Durant un mois – jusqu’au 14 juillet – Bonaparte ne quittera pas Le Caire. Sent-il, après l’effroyable retraite, qu’il lui faut reprendre en main le pays ? Plusieurs agitateurs sont enfermés à la citadelle. Bonaparte décide de les faire fusiller. Le 23 juin, le général Dugua lui fait cette proposition : « Les fusillades devenant fréquentes à la Citadelle, je me propose, général, d’y substituer un coupeur de têtes. Cela ménagerait nos cartouches et ne ferait pas tant d’éclat. » « Accordé », trace Bonaparte en marge de la demande. Sept lettres que l’on préférerait ne pas trouver sous la signature du futur empereur...

Le 14 juillet, ayant appris que Mourad Bey campe aux Pyramides, Napoléon y transporte son quartier général, mais le lendemain une estafette lui annonce que, secondés par les Anglais de Sidney Smith, neuf à dix mille Turcs sont, au même moment, en train de débarquer et ont déjà occupé le fort d’Aboukir, non loin d’Alexandrie, dont ils ont massacré la garnison. Aussitôt, Bonaparte se met en route avec l’armée, forte de dix mille hommes. Il met une semaine pour atteindre Alexandrie, quitte le port le lendemain même de son arrivée et va passer la nuit à moins de deux lieues d’Aboukir. Le 25 juillet, les deux armées sont face à face : elles restent ainsi en présence durant deux longues heures, « dans ce calme avant-coureur de la tempête », a raconté Bonaparte.

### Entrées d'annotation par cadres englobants
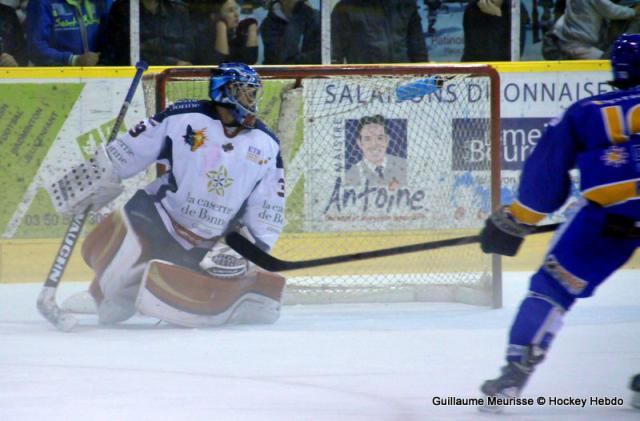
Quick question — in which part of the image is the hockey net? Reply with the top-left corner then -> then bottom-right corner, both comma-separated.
145,65 -> 501,307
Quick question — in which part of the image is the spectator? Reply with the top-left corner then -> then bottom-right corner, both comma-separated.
424,0 -> 442,35
103,0 -> 195,66
27,0 -> 111,66
345,115 -> 407,191
260,0 -> 322,64
552,0 -> 640,60
460,0 -> 529,61
194,0 -> 258,65
331,0 -> 429,64
0,4 -> 27,67
0,0 -> 29,25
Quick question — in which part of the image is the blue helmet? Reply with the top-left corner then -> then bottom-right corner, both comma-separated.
209,63 -> 262,128
611,34 -> 640,88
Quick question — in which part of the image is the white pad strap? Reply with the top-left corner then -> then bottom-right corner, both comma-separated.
136,260 -> 284,327
47,147 -> 123,215
200,240 -> 253,279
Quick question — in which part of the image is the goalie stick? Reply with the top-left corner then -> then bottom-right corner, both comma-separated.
225,224 -> 560,272
37,61 -> 149,332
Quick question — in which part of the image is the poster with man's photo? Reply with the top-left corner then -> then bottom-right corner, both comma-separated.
304,76 -> 496,231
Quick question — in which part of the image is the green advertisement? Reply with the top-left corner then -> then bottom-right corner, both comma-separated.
0,83 -> 84,238
0,80 -> 304,239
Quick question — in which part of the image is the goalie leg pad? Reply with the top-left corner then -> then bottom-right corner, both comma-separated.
136,260 -> 285,327
82,211 -> 144,324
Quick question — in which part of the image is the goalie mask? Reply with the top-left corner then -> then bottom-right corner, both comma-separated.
209,63 -> 262,128
611,34 -> 640,89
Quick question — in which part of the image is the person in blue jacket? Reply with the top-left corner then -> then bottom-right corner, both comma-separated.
480,34 -> 640,408
27,0 -> 112,66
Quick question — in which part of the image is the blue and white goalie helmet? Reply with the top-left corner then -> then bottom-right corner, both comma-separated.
611,34 -> 640,88
209,63 -> 262,128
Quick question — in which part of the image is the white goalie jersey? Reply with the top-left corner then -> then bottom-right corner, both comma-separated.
107,101 -> 284,248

### Consigne
Veuillez extraire tel quel un passage du texte sur Bonaparte : commencez aux mots « Le 14 juillet, ayant » et arrêtez-vous après les mots « a raconté Bonaparte. ». Les entrées forment un matériau à part, sans lien avec le texte sur Bonaparte.

### Corrigé
Le 14 juillet, ayant appris que Mourad Bey campe aux Pyramides, Napoléon y transporte son quartier général, mais le lendemain une estafette lui annonce que, secondés par les Anglais de Sidney Smith, neuf à dix mille Turcs sont, au même moment, en train de débarquer et ont déjà occupé le fort d’Aboukir, non loin d’Alexandrie, dont ils ont massacré la garnison. Aussitôt, Bonaparte se met en route avec l’armée, forte de dix mille hommes. Il met une semaine pour atteindre Alexandrie, quitte le port le lendemain même de son arrivée et va passer la nuit à moins de deux lieues d’Aboukir. Le 25 juillet, les deux armées sont face à face : elles restent ainsi en présence durant deux longues heures, « dans ce calme avant-coureur de la tempête », a raconté Bonaparte.